• [Task brief] Output the lines of the data as a JSON list of strings, one string per line and with blank lines omitted, starting at the line that contains "Detect hydrangea bush." and ending at the last line of the data.

··········

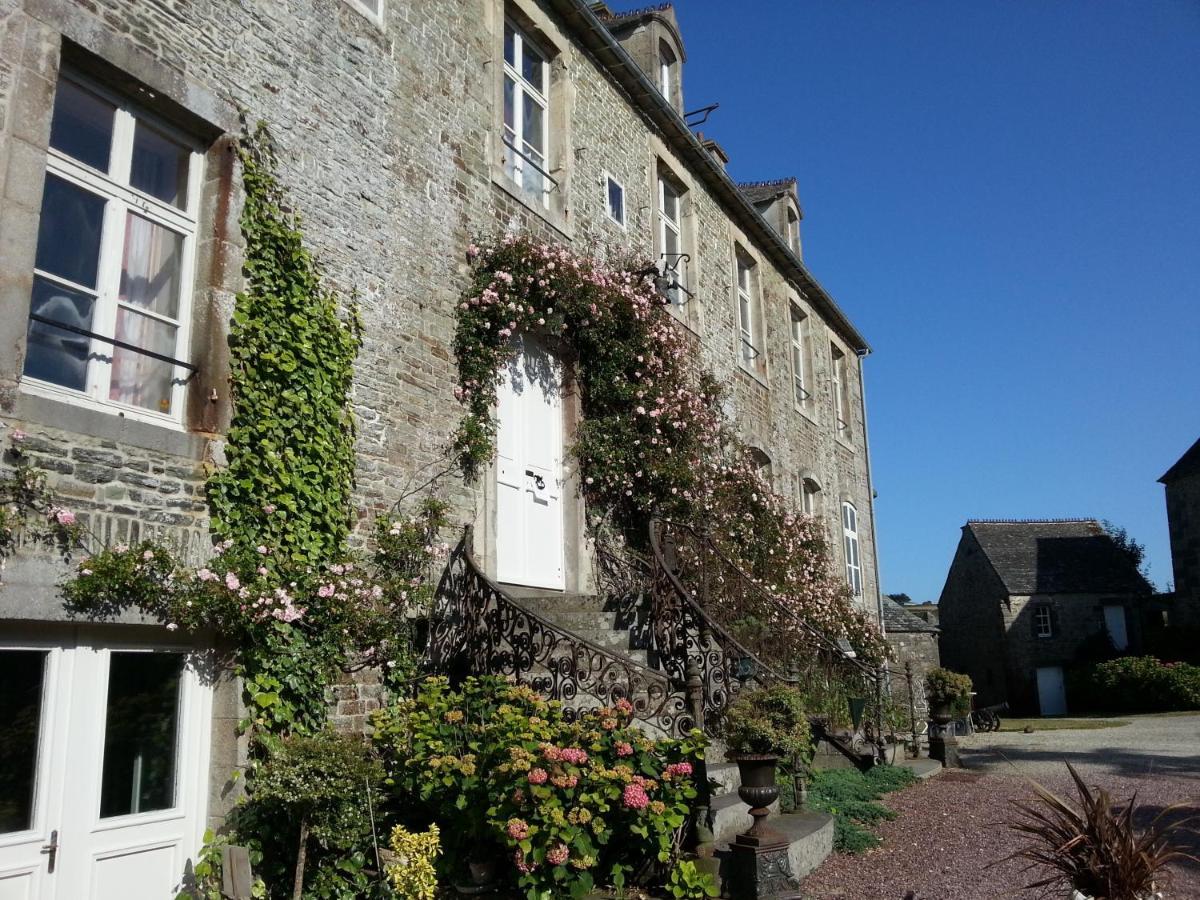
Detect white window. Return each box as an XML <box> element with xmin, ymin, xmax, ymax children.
<box><xmin>659</xmin><ymin>172</ymin><xmax>688</xmax><ymax>306</ymax></box>
<box><xmin>800</xmin><ymin>478</ymin><xmax>821</xmax><ymax>516</ymax></box>
<box><xmin>790</xmin><ymin>304</ymin><xmax>812</xmax><ymax>409</ymax></box>
<box><xmin>734</xmin><ymin>254</ymin><xmax>758</xmax><ymax>368</ymax></box>
<box><xmin>604</xmin><ymin>175</ymin><xmax>625</xmax><ymax>228</ymax></box>
<box><xmin>23</xmin><ymin>72</ymin><xmax>203</xmax><ymax>421</ymax></box>
<box><xmin>1033</xmin><ymin>606</ymin><xmax>1054</xmax><ymax>637</ymax></box>
<box><xmin>841</xmin><ymin>503</ymin><xmax>863</xmax><ymax>596</ymax></box>
<box><xmin>659</xmin><ymin>42</ymin><xmax>676</xmax><ymax>103</ymax></box>
<box><xmin>504</xmin><ymin>19</ymin><xmax>552</xmax><ymax>206</ymax></box>
<box><xmin>829</xmin><ymin>344</ymin><xmax>850</xmax><ymax>437</ymax></box>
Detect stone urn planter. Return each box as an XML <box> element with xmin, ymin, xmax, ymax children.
<box><xmin>733</xmin><ymin>754</ymin><xmax>779</xmax><ymax>838</ymax></box>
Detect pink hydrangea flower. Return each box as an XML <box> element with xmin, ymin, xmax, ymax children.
<box><xmin>504</xmin><ymin>818</ymin><xmax>529</xmax><ymax>841</ymax></box>
<box><xmin>620</xmin><ymin>784</ymin><xmax>650</xmax><ymax>809</ymax></box>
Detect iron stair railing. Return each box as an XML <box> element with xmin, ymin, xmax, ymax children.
<box><xmin>428</xmin><ymin>527</ymin><xmax>697</xmax><ymax>737</ymax></box>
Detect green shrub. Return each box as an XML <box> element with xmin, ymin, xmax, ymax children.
<box><xmin>722</xmin><ymin>684</ymin><xmax>814</xmax><ymax>764</ymax></box>
<box><xmin>374</xmin><ymin>678</ymin><xmax>704</xmax><ymax>900</ymax></box>
<box><xmin>1068</xmin><ymin>656</ymin><xmax>1200</xmax><ymax>713</ymax></box>
<box><xmin>234</xmin><ymin>731</ymin><xmax>383</xmax><ymax>899</ymax></box>
<box><xmin>808</xmin><ymin>766</ymin><xmax>917</xmax><ymax>853</ymax></box>
<box><xmin>925</xmin><ymin>668</ymin><xmax>972</xmax><ymax>714</ymax></box>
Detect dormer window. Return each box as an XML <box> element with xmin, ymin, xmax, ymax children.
<box><xmin>659</xmin><ymin>41</ymin><xmax>678</xmax><ymax>103</ymax></box>
<box><xmin>787</xmin><ymin>206</ymin><xmax>800</xmax><ymax>256</ymax></box>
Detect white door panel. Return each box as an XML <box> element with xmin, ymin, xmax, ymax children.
<box><xmin>1104</xmin><ymin>605</ymin><xmax>1129</xmax><ymax>650</ymax></box>
<box><xmin>0</xmin><ymin>629</ymin><xmax>211</xmax><ymax>900</ymax></box>
<box><xmin>496</xmin><ymin>346</ymin><xmax>564</xmax><ymax>589</ymax></box>
<box><xmin>1038</xmin><ymin>666</ymin><xmax>1067</xmax><ymax>715</ymax></box>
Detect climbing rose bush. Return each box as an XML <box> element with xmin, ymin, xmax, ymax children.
<box><xmin>455</xmin><ymin>235</ymin><xmax>886</xmax><ymax>660</ymax></box>
<box><xmin>62</xmin><ymin>499</ymin><xmax>448</xmax><ymax>679</ymax></box>
<box><xmin>374</xmin><ymin>678</ymin><xmax>704</xmax><ymax>900</ymax></box>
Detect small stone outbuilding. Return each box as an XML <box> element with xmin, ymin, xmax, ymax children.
<box><xmin>883</xmin><ymin>596</ymin><xmax>941</xmax><ymax>700</ymax></box>
<box><xmin>937</xmin><ymin>518</ymin><xmax>1153</xmax><ymax>715</ymax></box>
<box><xmin>1158</xmin><ymin>440</ymin><xmax>1200</xmax><ymax>628</ymax></box>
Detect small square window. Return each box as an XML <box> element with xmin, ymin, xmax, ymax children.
<box><xmin>605</xmin><ymin>175</ymin><xmax>625</xmax><ymax>228</ymax></box>
<box><xmin>1033</xmin><ymin>606</ymin><xmax>1054</xmax><ymax>637</ymax></box>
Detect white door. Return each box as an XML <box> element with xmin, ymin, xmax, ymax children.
<box><xmin>1038</xmin><ymin>666</ymin><xmax>1067</xmax><ymax>715</ymax></box>
<box><xmin>0</xmin><ymin>629</ymin><xmax>211</xmax><ymax>900</ymax></box>
<box><xmin>496</xmin><ymin>343</ymin><xmax>563</xmax><ymax>590</ymax></box>
<box><xmin>1104</xmin><ymin>605</ymin><xmax>1129</xmax><ymax>650</ymax></box>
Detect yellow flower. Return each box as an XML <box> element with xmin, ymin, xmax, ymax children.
<box><xmin>388</xmin><ymin>824</ymin><xmax>442</xmax><ymax>900</ymax></box>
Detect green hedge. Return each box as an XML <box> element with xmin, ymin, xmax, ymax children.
<box><xmin>1068</xmin><ymin>656</ymin><xmax>1200</xmax><ymax>713</ymax></box>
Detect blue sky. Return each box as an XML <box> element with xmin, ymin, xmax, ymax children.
<box><xmin>667</xmin><ymin>0</ymin><xmax>1200</xmax><ymax>600</ymax></box>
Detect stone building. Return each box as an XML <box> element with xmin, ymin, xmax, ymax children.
<box><xmin>1158</xmin><ymin>440</ymin><xmax>1200</xmax><ymax>626</ymax></box>
<box><xmin>883</xmin><ymin>596</ymin><xmax>942</xmax><ymax>701</ymax></box>
<box><xmin>937</xmin><ymin>518</ymin><xmax>1152</xmax><ymax>715</ymax></box>
<box><xmin>0</xmin><ymin>0</ymin><xmax>878</xmax><ymax>898</ymax></box>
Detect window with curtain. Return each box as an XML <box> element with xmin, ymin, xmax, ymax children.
<box><xmin>841</xmin><ymin>503</ymin><xmax>863</xmax><ymax>596</ymax></box>
<box><xmin>733</xmin><ymin>248</ymin><xmax>767</xmax><ymax>374</ymax></box>
<box><xmin>658</xmin><ymin>166</ymin><xmax>688</xmax><ymax>307</ymax></box>
<box><xmin>829</xmin><ymin>343</ymin><xmax>850</xmax><ymax>438</ymax></box>
<box><xmin>788</xmin><ymin>304</ymin><xmax>812</xmax><ymax>409</ymax></box>
<box><xmin>504</xmin><ymin>19</ymin><xmax>551</xmax><ymax>206</ymax></box>
<box><xmin>23</xmin><ymin>72</ymin><xmax>202</xmax><ymax>420</ymax></box>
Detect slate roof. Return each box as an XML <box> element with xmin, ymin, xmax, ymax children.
<box><xmin>738</xmin><ymin>178</ymin><xmax>796</xmax><ymax>203</ymax></box>
<box><xmin>883</xmin><ymin>596</ymin><xmax>937</xmax><ymax>635</ymax></box>
<box><xmin>1158</xmin><ymin>439</ymin><xmax>1200</xmax><ymax>485</ymax></box>
<box><xmin>592</xmin><ymin>2</ymin><xmax>673</xmax><ymax>24</ymax></box>
<box><xmin>966</xmin><ymin>518</ymin><xmax>1152</xmax><ymax>594</ymax></box>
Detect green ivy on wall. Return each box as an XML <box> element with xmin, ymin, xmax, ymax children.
<box><xmin>208</xmin><ymin>124</ymin><xmax>361</xmax><ymax>565</ymax></box>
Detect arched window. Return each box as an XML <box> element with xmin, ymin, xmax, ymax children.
<box><xmin>841</xmin><ymin>502</ymin><xmax>863</xmax><ymax>596</ymax></box>
<box><xmin>750</xmin><ymin>446</ymin><xmax>774</xmax><ymax>487</ymax></box>
<box><xmin>659</xmin><ymin>41</ymin><xmax>678</xmax><ymax>103</ymax></box>
<box><xmin>800</xmin><ymin>478</ymin><xmax>821</xmax><ymax>516</ymax></box>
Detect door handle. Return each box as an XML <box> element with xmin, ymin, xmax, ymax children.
<box><xmin>42</xmin><ymin>828</ymin><xmax>59</xmax><ymax>875</ymax></box>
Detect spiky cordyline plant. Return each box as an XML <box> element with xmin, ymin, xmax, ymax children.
<box><xmin>1000</xmin><ymin>762</ymin><xmax>1200</xmax><ymax>900</ymax></box>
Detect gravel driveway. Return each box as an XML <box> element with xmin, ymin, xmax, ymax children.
<box><xmin>802</xmin><ymin>714</ymin><xmax>1200</xmax><ymax>900</ymax></box>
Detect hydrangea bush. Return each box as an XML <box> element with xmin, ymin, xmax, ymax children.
<box><xmin>374</xmin><ymin>678</ymin><xmax>703</xmax><ymax>900</ymax></box>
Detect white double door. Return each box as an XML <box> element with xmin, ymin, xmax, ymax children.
<box><xmin>496</xmin><ymin>342</ymin><xmax>564</xmax><ymax>590</ymax></box>
<box><xmin>0</xmin><ymin>628</ymin><xmax>211</xmax><ymax>900</ymax></box>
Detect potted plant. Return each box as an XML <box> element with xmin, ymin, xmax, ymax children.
<box><xmin>724</xmin><ymin>684</ymin><xmax>812</xmax><ymax>836</ymax></box>
<box><xmin>925</xmin><ymin>668</ymin><xmax>972</xmax><ymax>725</ymax></box>
<box><xmin>994</xmin><ymin>763</ymin><xmax>1200</xmax><ymax>900</ymax></box>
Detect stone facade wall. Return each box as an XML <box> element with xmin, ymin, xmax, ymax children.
<box><xmin>1166</xmin><ymin>475</ymin><xmax>1200</xmax><ymax>626</ymax></box>
<box><xmin>0</xmin><ymin>0</ymin><xmax>877</xmax><ymax>610</ymax></box>
<box><xmin>887</xmin><ymin>631</ymin><xmax>942</xmax><ymax>703</ymax></box>
<box><xmin>0</xmin><ymin>0</ymin><xmax>877</xmax><ymax>840</ymax></box>
<box><xmin>1002</xmin><ymin>594</ymin><xmax>1141</xmax><ymax>713</ymax></box>
<box><xmin>937</xmin><ymin>529</ymin><xmax>1008</xmax><ymax>706</ymax></box>
<box><xmin>937</xmin><ymin>529</ymin><xmax>1145</xmax><ymax>713</ymax></box>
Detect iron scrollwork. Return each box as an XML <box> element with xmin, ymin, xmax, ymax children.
<box><xmin>428</xmin><ymin>529</ymin><xmax>695</xmax><ymax>737</ymax></box>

··········

• [Correct result]
[
  "Detect hydrangea bush. Return each box as an XML <box> element with xmin, ymin, xmax, ymax children.",
  "<box><xmin>374</xmin><ymin>678</ymin><xmax>703</xmax><ymax>900</ymax></box>",
  "Detect white double door. Return each box as an XML <box> element with xmin, ymin, xmax, ymax children.",
  "<box><xmin>496</xmin><ymin>342</ymin><xmax>564</xmax><ymax>590</ymax></box>",
  "<box><xmin>0</xmin><ymin>628</ymin><xmax>211</xmax><ymax>900</ymax></box>",
  "Detect potted plant. Return each box as an XML <box> element with xmin, ymin, xmax, ymax children.",
  "<box><xmin>724</xmin><ymin>684</ymin><xmax>812</xmax><ymax>836</ymax></box>",
  "<box><xmin>925</xmin><ymin>668</ymin><xmax>972</xmax><ymax>725</ymax></box>",
  "<box><xmin>994</xmin><ymin>763</ymin><xmax>1200</xmax><ymax>900</ymax></box>",
  "Detect stone facade wall. Return each box as an XML <box> element with xmin, ymin, xmax, ymax children.",
  "<box><xmin>1166</xmin><ymin>475</ymin><xmax>1200</xmax><ymax>626</ymax></box>",
  "<box><xmin>0</xmin><ymin>0</ymin><xmax>877</xmax><ymax>610</ymax></box>",
  "<box><xmin>887</xmin><ymin>631</ymin><xmax>942</xmax><ymax>703</ymax></box>",
  "<box><xmin>0</xmin><ymin>0</ymin><xmax>877</xmax><ymax>840</ymax></box>",
  "<box><xmin>1002</xmin><ymin>594</ymin><xmax>1141</xmax><ymax>713</ymax></box>",
  "<box><xmin>937</xmin><ymin>529</ymin><xmax>1008</xmax><ymax>706</ymax></box>",
  "<box><xmin>937</xmin><ymin>529</ymin><xmax>1145</xmax><ymax>713</ymax></box>",
  "Detect iron scrollwork. Return each box as an XML <box> element with xmin, ymin, xmax, ymax children.",
  "<box><xmin>428</xmin><ymin>529</ymin><xmax>695</xmax><ymax>737</ymax></box>"
]